-- BACAAN --
Adalah benar pernyataan bahwa kesadaran kelas proletariat akan meningkat jika ada dialektika antara propaganda (yang terus menerus dari kaum revolusioner) dengan pengalaman perjuangan koletif massa. Dan sekarang coba kita lihat berapa banyak alat propganda kita dan berapa luas jangkaunnya ke tengah massa rakyat yang sedang terus berlawan? Lalu bandingkan dengan media massa borjuis, yang terus menerus meninabobokan massa, memanipulasi kesadaran palsu massa, bahkan hingga melakukan black propaganda terhadap ide-ide sosialisme—pada tahun 2006 media massa yang dikuasai borjuis mencapai 6,026 juta eksemplar untuk jenis surat kabar harian; dan jika seluruh media cetak dijumlahkan maka totalnya mencapai mencapai 17,374 juta eksemplar; itu artinya 1 media massa borjuis di baca 38 orang Indonesia [3].

Coba bandingkan dengan Harian Rakjat [4], organ PKI yang pertama kali terbit tahun 1951, tirasnya mencapai 2.000 eks per hari, dan berkembang dalam waktu dua tahun menjadi 12.500 eks. Pada 1956, Harian Rakjat meningkat menjadi 55.000 eks, mengungguli penerbitan lain seperti Pedoman (koran Partai Sosialis Indonesia) dengan 40.000 eks; atau Abadi (koran Masjumi) dengan 34.000 eks. PKI juga menerbitkan bulanan dalam bahasa Inggris, Monthly Review, yang pada tahun 1954 diubah menjadi Review of Indonesia. Oplah tersebut jelas sangat besar jika dibandingkan dengan jumlah penduduk Indonesia pada saat itu dan dengan tingkat buta huruf yang masih tinggi.

Apakah kita masih berpikir, koran bukan sebagai taktik utama?

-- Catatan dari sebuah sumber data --
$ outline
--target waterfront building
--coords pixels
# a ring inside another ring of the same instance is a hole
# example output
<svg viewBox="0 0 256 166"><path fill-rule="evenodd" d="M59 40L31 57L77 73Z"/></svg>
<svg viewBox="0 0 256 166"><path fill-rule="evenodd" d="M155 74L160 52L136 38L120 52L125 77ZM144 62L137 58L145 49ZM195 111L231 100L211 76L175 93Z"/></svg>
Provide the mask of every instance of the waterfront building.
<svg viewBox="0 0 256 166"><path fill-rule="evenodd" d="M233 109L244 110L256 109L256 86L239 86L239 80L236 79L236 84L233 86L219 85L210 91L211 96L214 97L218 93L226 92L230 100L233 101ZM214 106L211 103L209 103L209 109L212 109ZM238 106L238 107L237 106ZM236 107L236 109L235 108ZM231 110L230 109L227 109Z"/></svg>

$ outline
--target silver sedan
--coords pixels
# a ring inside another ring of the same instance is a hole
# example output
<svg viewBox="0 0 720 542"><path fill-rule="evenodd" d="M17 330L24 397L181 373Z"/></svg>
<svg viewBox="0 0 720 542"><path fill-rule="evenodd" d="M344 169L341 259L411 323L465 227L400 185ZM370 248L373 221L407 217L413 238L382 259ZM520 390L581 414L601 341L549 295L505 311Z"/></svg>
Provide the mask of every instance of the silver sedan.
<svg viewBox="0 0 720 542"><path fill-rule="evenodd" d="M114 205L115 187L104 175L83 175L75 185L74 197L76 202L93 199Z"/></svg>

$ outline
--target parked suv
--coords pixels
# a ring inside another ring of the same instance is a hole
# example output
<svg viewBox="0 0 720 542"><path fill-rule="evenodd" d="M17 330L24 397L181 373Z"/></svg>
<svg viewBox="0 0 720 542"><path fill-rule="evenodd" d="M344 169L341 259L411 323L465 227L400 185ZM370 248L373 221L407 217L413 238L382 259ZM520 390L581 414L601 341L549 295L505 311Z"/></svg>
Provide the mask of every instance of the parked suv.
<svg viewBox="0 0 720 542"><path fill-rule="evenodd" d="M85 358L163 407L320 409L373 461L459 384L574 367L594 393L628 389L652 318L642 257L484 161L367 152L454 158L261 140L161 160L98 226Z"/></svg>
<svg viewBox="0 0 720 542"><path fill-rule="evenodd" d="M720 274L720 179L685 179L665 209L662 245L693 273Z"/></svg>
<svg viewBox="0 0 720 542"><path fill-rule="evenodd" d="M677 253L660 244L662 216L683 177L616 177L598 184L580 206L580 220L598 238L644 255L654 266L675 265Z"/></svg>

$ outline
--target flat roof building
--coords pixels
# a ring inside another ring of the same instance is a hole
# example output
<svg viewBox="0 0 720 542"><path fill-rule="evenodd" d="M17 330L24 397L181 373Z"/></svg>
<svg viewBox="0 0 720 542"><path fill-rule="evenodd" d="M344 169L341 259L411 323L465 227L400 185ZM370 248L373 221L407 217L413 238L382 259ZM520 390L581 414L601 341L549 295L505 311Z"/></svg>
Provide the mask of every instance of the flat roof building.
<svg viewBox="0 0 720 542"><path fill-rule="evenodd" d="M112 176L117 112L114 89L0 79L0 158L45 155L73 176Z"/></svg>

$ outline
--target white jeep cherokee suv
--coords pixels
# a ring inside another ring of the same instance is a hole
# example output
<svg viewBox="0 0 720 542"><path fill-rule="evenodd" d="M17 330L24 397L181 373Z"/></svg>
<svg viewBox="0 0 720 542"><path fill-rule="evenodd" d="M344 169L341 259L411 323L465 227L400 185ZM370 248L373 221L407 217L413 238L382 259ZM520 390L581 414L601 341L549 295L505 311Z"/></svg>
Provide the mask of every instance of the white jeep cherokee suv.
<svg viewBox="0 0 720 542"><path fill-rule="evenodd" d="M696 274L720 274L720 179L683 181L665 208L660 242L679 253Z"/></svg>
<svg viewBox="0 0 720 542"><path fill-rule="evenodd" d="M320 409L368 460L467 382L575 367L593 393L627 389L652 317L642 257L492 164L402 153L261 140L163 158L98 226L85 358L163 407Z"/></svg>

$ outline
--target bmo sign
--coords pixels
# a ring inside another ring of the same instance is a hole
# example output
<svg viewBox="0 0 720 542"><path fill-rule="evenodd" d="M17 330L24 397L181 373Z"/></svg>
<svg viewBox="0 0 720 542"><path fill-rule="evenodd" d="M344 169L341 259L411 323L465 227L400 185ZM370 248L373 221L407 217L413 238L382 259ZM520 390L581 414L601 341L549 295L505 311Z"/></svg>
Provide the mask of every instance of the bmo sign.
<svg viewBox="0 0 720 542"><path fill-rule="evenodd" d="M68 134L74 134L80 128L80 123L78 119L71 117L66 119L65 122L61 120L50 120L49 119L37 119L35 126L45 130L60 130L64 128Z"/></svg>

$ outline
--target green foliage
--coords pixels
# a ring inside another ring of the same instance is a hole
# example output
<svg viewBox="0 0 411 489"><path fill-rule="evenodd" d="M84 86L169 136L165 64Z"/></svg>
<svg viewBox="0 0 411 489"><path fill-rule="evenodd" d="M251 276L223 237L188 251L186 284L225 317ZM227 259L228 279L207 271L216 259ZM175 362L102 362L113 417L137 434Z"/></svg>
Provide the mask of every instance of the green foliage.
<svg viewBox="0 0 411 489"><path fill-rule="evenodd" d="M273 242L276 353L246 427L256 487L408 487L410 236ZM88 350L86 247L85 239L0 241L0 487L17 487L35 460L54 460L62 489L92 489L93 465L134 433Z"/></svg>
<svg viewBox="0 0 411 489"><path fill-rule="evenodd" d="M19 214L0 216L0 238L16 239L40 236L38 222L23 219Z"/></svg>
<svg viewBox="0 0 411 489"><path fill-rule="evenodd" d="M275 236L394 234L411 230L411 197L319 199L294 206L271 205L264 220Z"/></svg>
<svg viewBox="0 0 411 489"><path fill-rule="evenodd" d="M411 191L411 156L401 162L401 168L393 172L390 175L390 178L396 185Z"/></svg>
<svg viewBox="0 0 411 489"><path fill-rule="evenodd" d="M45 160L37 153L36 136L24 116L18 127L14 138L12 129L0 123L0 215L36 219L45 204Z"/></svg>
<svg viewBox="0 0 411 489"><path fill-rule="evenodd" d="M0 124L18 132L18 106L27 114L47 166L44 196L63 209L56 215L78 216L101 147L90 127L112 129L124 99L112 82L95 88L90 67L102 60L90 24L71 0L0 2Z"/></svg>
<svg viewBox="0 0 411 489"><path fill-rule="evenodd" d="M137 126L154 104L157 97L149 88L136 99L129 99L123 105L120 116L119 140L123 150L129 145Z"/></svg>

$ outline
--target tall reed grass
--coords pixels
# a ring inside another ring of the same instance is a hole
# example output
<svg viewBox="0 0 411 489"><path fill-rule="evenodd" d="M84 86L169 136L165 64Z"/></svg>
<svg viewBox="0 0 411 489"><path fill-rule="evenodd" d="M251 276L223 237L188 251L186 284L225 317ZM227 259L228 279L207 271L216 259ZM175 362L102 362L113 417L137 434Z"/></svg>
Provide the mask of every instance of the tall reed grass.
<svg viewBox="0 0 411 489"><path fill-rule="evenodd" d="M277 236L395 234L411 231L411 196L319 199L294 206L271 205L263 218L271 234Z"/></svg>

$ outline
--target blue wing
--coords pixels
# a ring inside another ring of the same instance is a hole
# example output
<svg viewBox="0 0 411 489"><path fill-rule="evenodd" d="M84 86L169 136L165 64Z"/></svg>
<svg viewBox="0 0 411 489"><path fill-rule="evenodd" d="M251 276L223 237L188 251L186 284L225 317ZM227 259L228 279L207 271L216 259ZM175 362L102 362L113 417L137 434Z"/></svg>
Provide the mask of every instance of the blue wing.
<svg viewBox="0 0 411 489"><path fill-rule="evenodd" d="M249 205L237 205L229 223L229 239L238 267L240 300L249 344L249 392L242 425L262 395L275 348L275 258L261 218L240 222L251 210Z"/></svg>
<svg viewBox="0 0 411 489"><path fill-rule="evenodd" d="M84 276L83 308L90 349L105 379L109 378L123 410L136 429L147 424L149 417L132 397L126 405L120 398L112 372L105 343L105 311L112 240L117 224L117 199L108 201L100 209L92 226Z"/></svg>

-- DAFTAR TUGAS --
1. Menurut bacaan tentang surat kabar dan propaganda, berapa tiras Harian Rakjat pada tahun 1956?
2. Teruskan bacaan tentang surat kabar dan propaganda mulai dari sesudah kalimat terakhirnya.
Materi tersebut berdiri sendiri dan tidak berkaitan dengan bacaan.

-- JAWABAN TUGAS --
1. Tiras Harian Rakjat pada tahun 1956 mencapai 55.000 eksemplar.

2.
Pembangunan persatuan (front) gerakan

Landasan obyektif kenapa persatuan Gerakan adalah keharusan (lagipula memungkinan untuk dibentuk) adalah:

1. Musuh-musuh rakyat terlalu kuat, baik musuh dalam negeri maupun musuh dari luar negeri.
Musuh yang dimaksud adalah kekuatan politik yang menjadi kaki tangan imperialis maupun kekuatan politik yang anti demokrasi, atau keduanya. Kekuatan politik yang menjadi musuh rakyat cenderung mengambil posisi sebagai agen imperialis sekaligus anti demokrasi—dalam kadar tertentu bisa kelihatan pro demokrasi, namun sejatinya hingga sekarang tidak mampu melepaskan diri dari kekuatan politik tentara.

2. Mayoritas rakyat mengalami penindasan, dan sebagian di antaranya sedang berlawan (baik dengan platform tuntutan yang lebih programatik maupun yang spontan).

3. Semakin banyak organisasi rakyat yang bermunculan terutama di kalangan kaum buruh dan kaum tani, baik yang bersifat nasional maupun lokal.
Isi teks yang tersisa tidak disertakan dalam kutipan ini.